[Opening Data to use section]

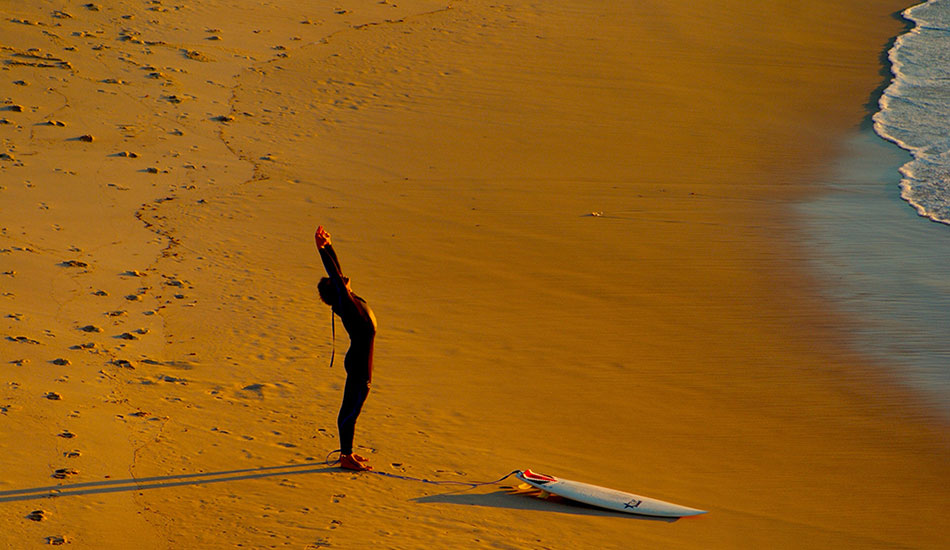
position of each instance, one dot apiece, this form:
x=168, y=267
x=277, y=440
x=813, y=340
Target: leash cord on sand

[Closing Data to use section]

Aim of the task:
Could you write out the records exactly while omitting every picture?

Exercise output:
position of each instance, one dot apiece, this form:
x=168, y=267
x=277, y=440
x=813, y=340
Target: leash cord on sand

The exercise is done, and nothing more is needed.